→ Problem
Reproduce, exactly and in full, only the lines below from the one containing "Target: skin texture" through the one containing "Target: man's face".

→ Input records
________________

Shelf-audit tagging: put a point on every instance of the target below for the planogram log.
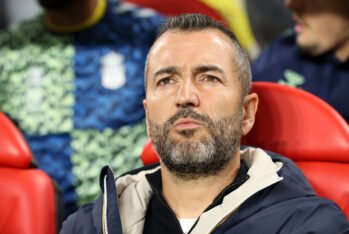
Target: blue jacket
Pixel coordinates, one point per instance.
(325, 76)
(275, 199)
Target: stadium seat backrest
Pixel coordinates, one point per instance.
(27, 194)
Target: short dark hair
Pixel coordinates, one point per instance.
(198, 22)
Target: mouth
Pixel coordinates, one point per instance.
(186, 124)
(299, 24)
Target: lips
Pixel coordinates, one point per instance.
(299, 24)
(186, 124)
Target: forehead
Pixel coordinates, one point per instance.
(204, 46)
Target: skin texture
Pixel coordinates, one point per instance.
(185, 74)
(322, 26)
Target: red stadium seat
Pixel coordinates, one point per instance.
(27, 194)
(301, 126)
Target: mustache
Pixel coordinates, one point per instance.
(188, 112)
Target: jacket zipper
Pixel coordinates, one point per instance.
(172, 213)
(105, 206)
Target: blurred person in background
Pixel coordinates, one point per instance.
(72, 79)
(314, 55)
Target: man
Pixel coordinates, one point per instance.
(197, 107)
(315, 56)
(72, 79)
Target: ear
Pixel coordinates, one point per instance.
(146, 115)
(249, 109)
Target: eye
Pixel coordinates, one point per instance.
(211, 78)
(165, 81)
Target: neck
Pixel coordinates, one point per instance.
(342, 53)
(79, 15)
(188, 199)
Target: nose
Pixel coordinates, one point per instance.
(188, 95)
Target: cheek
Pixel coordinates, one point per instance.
(159, 110)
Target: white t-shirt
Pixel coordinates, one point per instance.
(186, 224)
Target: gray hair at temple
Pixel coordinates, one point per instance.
(199, 22)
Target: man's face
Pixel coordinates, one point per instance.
(55, 4)
(193, 102)
(321, 25)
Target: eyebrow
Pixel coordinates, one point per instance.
(197, 70)
(167, 70)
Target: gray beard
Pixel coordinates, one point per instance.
(188, 159)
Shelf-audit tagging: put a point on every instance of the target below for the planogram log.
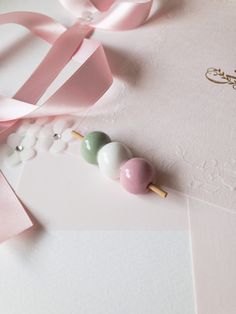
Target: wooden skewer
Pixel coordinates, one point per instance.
(157, 190)
(151, 187)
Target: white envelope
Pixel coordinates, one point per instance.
(165, 108)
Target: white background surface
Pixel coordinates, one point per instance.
(184, 40)
(94, 271)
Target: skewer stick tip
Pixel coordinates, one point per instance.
(157, 190)
(77, 134)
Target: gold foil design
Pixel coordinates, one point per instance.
(220, 77)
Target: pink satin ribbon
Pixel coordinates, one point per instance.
(88, 83)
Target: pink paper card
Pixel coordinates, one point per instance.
(13, 217)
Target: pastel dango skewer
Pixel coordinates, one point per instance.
(115, 160)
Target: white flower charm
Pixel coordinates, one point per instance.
(55, 136)
(20, 148)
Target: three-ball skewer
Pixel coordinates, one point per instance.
(115, 160)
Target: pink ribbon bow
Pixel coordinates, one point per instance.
(89, 82)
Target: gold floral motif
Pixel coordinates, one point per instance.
(220, 77)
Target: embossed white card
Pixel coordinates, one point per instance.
(165, 108)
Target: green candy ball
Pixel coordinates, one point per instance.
(91, 144)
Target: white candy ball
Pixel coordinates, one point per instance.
(111, 157)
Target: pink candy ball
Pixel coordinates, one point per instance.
(136, 174)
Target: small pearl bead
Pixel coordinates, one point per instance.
(136, 174)
(111, 157)
(91, 144)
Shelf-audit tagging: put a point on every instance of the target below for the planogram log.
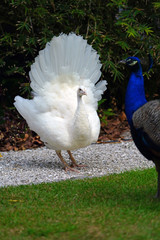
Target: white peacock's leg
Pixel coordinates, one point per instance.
(74, 163)
(66, 166)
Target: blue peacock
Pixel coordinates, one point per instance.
(143, 116)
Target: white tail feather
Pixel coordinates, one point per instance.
(65, 55)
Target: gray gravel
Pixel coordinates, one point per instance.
(42, 164)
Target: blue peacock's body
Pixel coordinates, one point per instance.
(143, 117)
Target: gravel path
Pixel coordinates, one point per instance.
(42, 164)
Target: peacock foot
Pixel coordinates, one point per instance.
(73, 165)
(68, 168)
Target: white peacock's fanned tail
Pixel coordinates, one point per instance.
(65, 55)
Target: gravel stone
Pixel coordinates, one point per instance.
(35, 166)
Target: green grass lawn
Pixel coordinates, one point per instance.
(120, 207)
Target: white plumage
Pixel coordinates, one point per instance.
(63, 109)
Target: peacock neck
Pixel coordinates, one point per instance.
(135, 94)
(81, 127)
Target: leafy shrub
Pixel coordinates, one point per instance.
(116, 29)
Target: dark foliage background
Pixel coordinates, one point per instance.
(116, 29)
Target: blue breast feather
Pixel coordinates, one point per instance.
(134, 100)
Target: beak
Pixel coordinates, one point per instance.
(123, 61)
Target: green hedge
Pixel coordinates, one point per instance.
(116, 29)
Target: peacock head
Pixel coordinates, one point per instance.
(81, 91)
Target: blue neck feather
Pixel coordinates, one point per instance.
(135, 94)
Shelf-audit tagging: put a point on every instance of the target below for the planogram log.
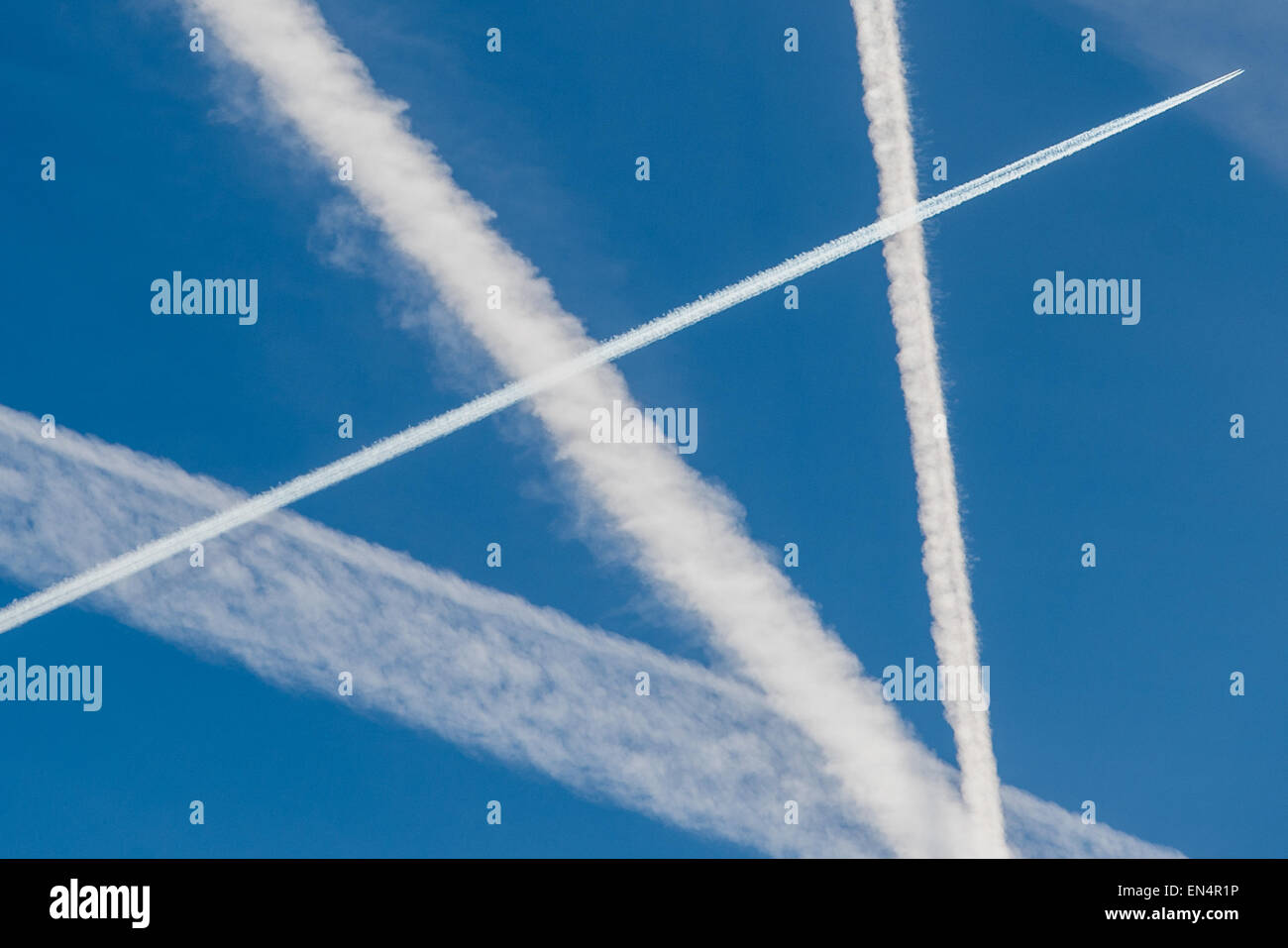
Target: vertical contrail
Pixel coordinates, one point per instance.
(652, 331)
(885, 99)
(487, 670)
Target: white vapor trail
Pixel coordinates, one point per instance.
(296, 603)
(885, 99)
(385, 450)
(688, 536)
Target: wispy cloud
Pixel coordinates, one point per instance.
(688, 537)
(885, 99)
(297, 603)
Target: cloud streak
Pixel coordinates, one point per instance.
(687, 537)
(885, 99)
(296, 603)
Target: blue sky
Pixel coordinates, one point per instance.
(1107, 685)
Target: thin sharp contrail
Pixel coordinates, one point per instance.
(387, 449)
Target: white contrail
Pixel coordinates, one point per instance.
(688, 536)
(885, 99)
(295, 603)
(387, 449)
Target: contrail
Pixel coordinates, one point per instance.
(885, 99)
(127, 565)
(483, 669)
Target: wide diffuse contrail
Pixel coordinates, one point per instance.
(387, 449)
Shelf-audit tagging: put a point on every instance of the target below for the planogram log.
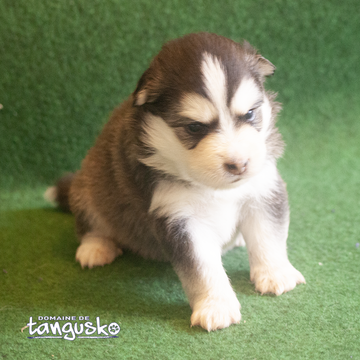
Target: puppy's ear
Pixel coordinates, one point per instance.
(148, 87)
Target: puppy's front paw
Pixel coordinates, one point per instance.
(96, 251)
(214, 313)
(276, 280)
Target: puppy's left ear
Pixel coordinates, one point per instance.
(148, 87)
(264, 66)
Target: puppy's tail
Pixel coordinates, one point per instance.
(59, 193)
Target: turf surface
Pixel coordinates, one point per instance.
(64, 66)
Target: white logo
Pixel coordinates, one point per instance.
(69, 330)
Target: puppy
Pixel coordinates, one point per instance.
(186, 168)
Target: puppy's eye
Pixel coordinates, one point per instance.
(250, 115)
(196, 128)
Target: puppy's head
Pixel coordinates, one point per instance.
(206, 116)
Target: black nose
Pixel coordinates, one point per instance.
(236, 168)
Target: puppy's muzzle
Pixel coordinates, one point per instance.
(236, 167)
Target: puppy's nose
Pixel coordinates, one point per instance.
(236, 168)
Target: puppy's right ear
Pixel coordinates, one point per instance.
(148, 87)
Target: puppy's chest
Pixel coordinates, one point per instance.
(215, 213)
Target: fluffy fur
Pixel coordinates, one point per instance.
(186, 169)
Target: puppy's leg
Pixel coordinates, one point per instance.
(265, 229)
(196, 257)
(95, 250)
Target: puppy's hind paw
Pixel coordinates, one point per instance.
(216, 313)
(276, 280)
(96, 251)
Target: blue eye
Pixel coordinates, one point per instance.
(250, 115)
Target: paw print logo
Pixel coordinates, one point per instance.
(114, 328)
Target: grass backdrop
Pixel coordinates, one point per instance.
(65, 65)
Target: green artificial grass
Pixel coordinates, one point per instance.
(64, 66)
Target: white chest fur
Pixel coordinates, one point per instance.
(211, 214)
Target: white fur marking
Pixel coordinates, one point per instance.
(96, 251)
(214, 80)
(196, 107)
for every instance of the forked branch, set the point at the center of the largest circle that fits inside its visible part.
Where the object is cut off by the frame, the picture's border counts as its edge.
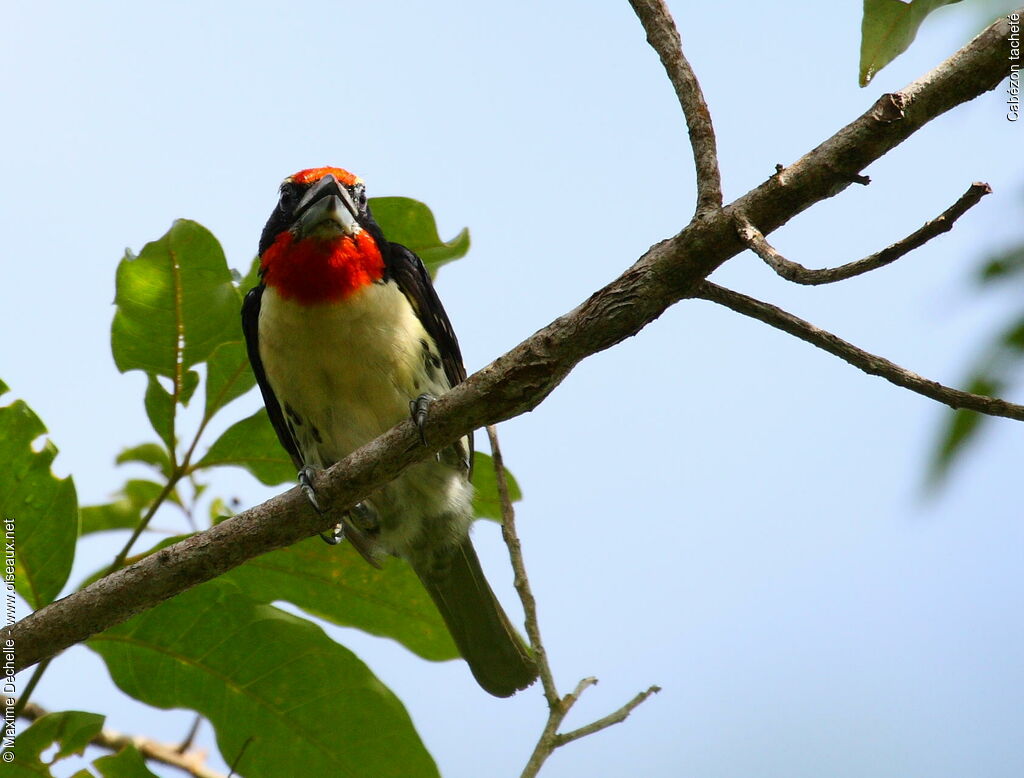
(796, 272)
(664, 38)
(518, 381)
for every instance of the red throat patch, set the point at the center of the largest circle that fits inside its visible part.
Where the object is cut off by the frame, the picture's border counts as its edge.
(316, 270)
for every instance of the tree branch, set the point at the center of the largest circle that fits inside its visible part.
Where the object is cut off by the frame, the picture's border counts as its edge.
(796, 272)
(875, 365)
(558, 707)
(190, 762)
(664, 38)
(521, 379)
(615, 718)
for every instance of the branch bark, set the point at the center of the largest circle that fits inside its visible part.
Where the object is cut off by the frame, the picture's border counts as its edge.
(558, 707)
(517, 382)
(870, 363)
(664, 38)
(112, 740)
(796, 272)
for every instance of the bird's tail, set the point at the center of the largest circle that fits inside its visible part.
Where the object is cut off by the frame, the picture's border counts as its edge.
(499, 658)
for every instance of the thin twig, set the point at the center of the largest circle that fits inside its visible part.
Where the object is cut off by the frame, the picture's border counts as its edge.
(519, 380)
(870, 363)
(615, 718)
(185, 744)
(664, 38)
(799, 274)
(190, 763)
(557, 706)
(519, 568)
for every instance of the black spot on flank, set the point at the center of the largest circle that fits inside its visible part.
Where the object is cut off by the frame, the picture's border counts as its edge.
(430, 365)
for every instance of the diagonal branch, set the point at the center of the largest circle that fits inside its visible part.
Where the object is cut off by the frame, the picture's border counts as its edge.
(519, 381)
(799, 274)
(875, 365)
(188, 762)
(558, 707)
(664, 38)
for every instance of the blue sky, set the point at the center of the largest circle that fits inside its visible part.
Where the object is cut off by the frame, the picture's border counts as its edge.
(712, 506)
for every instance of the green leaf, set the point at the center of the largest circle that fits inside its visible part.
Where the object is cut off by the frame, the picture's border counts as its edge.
(175, 303)
(126, 511)
(337, 585)
(147, 454)
(189, 382)
(127, 763)
(160, 408)
(39, 511)
(268, 679)
(70, 730)
(888, 29)
(411, 223)
(251, 278)
(252, 444)
(486, 503)
(228, 376)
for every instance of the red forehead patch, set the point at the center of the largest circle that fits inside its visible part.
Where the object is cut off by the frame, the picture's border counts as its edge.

________________

→ Your response
Target: skin texture
Pixel coordinates, one point per instance.
(185, 74)
(322, 26)
Target: red stadium seat
Pixel coordinates, one point per instance.
(27, 194)
(301, 126)
Target: mustache
Pixel coordinates, one point per instance.
(188, 112)
Target: jacket zipper
Pixel coordinates, one point per instance.
(172, 213)
(105, 206)
Target: blurred person in background
Pixel coordinates, one point per instance.
(72, 79)
(314, 55)
Target: man
Pixel coordinates, one point per instance.
(197, 107)
(315, 56)
(72, 79)
Target: ear
Pixel coordinates, one point per instance.
(146, 115)
(249, 109)
Target: eye
Pixel coordinates, one point per instance.
(211, 78)
(165, 81)
Target: neck
Pixel coordinates, one point per instance.
(342, 53)
(79, 15)
(188, 199)
Target: nose
Pixel coordinates, one point per instance.
(188, 95)
Target: cheek
Pixel coordinates, one point per instance.
(159, 110)
Target: white t-shirt
Pixel coordinates, one point per instance.
(186, 224)
Target: gray hair at temple
Pixel coordinates, one point per instance.
(199, 22)
Target: man's face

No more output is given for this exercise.